> RECORDED DATA:
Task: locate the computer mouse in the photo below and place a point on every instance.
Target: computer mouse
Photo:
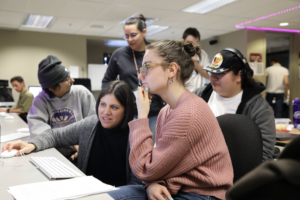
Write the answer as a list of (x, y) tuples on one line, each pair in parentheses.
[(23, 130), (6, 154), (9, 117)]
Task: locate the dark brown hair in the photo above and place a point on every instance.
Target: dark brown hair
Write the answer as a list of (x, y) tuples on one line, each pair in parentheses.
[(124, 95), (140, 22), (191, 31), (17, 78), (180, 52)]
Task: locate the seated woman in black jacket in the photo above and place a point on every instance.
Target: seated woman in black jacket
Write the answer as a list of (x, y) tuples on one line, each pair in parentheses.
[(102, 138)]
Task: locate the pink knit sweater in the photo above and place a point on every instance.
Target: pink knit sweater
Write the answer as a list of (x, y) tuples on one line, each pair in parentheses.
[(190, 154)]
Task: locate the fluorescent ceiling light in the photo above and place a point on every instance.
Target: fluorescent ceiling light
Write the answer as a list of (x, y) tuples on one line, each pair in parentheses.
[(284, 24), (206, 6), (153, 29), (148, 20), (115, 43), (38, 21)]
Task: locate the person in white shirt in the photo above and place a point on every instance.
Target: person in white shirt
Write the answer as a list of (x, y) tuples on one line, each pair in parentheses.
[(234, 91), (277, 78), (199, 77)]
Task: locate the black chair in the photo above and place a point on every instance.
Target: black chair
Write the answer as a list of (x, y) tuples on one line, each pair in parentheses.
[(86, 82), (272, 180), (244, 142)]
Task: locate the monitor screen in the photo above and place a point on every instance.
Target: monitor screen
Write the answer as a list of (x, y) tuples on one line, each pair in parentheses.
[(6, 98), (35, 90)]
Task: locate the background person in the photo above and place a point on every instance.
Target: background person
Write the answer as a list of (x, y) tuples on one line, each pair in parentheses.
[(191, 159), (199, 77), (60, 103), (233, 91), (126, 61), (25, 98), (104, 148), (277, 78)]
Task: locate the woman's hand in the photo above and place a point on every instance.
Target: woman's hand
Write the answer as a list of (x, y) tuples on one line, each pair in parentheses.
[(19, 145), (143, 102), (156, 191)]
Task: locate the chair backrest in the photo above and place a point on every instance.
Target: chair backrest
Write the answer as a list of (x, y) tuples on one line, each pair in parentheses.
[(244, 142), (83, 81)]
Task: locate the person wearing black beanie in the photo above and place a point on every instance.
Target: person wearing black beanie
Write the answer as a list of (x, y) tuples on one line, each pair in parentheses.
[(60, 103)]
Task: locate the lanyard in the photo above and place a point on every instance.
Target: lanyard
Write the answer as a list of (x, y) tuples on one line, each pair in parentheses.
[(136, 67)]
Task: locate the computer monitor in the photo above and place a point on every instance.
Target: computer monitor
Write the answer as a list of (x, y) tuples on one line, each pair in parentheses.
[(35, 90), (6, 98), (86, 82)]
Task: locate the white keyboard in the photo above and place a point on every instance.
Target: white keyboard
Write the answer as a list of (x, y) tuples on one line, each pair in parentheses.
[(13, 136), (54, 168)]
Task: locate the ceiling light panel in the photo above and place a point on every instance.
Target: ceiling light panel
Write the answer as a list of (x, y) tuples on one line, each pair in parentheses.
[(153, 29), (206, 6), (38, 21)]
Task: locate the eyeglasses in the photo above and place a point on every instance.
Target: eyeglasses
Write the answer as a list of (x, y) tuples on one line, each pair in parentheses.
[(217, 75), (146, 66), (132, 36)]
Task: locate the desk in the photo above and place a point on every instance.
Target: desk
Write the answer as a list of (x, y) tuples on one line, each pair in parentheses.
[(285, 142), (12, 176)]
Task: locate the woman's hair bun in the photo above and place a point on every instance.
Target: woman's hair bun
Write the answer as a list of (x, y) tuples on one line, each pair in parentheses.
[(141, 17), (191, 48)]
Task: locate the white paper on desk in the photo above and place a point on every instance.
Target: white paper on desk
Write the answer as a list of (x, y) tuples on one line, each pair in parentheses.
[(13, 136), (60, 189)]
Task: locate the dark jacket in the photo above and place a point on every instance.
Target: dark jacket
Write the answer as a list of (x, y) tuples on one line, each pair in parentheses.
[(257, 108), (82, 133), (122, 63)]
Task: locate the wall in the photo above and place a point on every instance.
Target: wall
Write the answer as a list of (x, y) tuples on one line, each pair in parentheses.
[(21, 52), (294, 69), (237, 39), (256, 43)]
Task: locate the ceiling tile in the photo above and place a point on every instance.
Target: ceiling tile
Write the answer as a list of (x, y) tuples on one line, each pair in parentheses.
[(117, 13), (14, 5), (174, 5), (88, 28), (157, 13), (135, 3), (46, 7), (202, 20), (240, 7), (83, 10), (270, 9), (227, 23), (11, 18), (69, 23), (63, 31), (176, 19), (100, 1), (34, 29)]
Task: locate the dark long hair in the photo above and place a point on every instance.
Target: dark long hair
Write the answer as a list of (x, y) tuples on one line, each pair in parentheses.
[(140, 22), (123, 94)]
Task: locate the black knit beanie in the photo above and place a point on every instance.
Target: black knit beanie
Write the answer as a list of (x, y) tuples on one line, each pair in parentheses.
[(51, 72)]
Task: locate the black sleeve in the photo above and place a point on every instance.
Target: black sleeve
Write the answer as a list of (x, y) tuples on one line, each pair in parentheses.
[(156, 105), (112, 70)]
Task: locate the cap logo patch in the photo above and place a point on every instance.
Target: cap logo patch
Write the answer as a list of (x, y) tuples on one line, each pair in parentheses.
[(217, 61)]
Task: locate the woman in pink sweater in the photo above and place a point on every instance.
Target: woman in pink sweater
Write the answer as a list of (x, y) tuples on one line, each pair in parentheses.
[(191, 159)]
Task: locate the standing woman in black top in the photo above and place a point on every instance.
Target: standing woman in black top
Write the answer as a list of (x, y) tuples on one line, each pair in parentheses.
[(126, 61)]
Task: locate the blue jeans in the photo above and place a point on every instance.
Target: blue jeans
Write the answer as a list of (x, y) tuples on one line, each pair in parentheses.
[(137, 192), (279, 103), (152, 125)]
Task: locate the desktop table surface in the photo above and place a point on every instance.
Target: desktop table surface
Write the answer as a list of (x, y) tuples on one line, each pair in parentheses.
[(28, 173)]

> TASK ITEM: From the records above, transcribe exactly the run of lines that opens with the line holding "Target: seated woman in black jacket" and closes with the line holding "Target: chair backrest", both included.

> RESULT FOR THIS TASK:
Target: seated woman in black jacket
Write the answer as a list of (x, y) tuples on one line, each pair in parentheses.
[(102, 138)]
Task: locate the pink knit sweater in the photo above and place a point on every instance.
Target: pink knit sweater
Write the answer as a list of (x, y) tuples on one line, each pair in parentheses.
[(190, 154)]
Task: locate the fluorescent ceiling light in the photo above and place a point on every instance.
Target: fluorescent ceiling light
Write the answer as a list of (x, y) tuples on one line, each pair in parentheses.
[(284, 24), (206, 6), (153, 29), (148, 20), (115, 43), (38, 21)]
Task: locate the person in white shirt in the photo above and place a point on every instance.
Target: person in white shirt
Write the answer as a list of (x, y) tuples on one line, each pair in parentheses.
[(234, 91), (277, 78), (199, 77)]
Task: locate the black chair in the photo above and place a point on every instance.
Target: black chair
Write the answer as a list of (x, y) tuples on one line, each pair in parentheses.
[(86, 82), (272, 180), (244, 142)]
Task: locate the monitor screen in the photo above and place a point on every instance.
Target: monitor screen
Write the answer as a list of (x, y) tuples on one line, each pair in parentheses.
[(6, 98), (35, 90)]
Task: locate the background person in the photo above and place a point on every instance.
Target: background person
Write the answer as a list of (x, y) tuples on one line, each pair in parentheses.
[(191, 159), (199, 77), (60, 103), (233, 91), (126, 61), (25, 98), (104, 148), (277, 78)]
Task: locate the woman's hand in the photo above and place a point on every instance.
Target: woman's hand
Write the answer as a list of (x, y) tuples on one line, each pair in parentheses.
[(19, 145), (143, 102), (156, 191)]
Task: locate the chair backrest in the photo above and place a point on every instance.
Target: chair backrest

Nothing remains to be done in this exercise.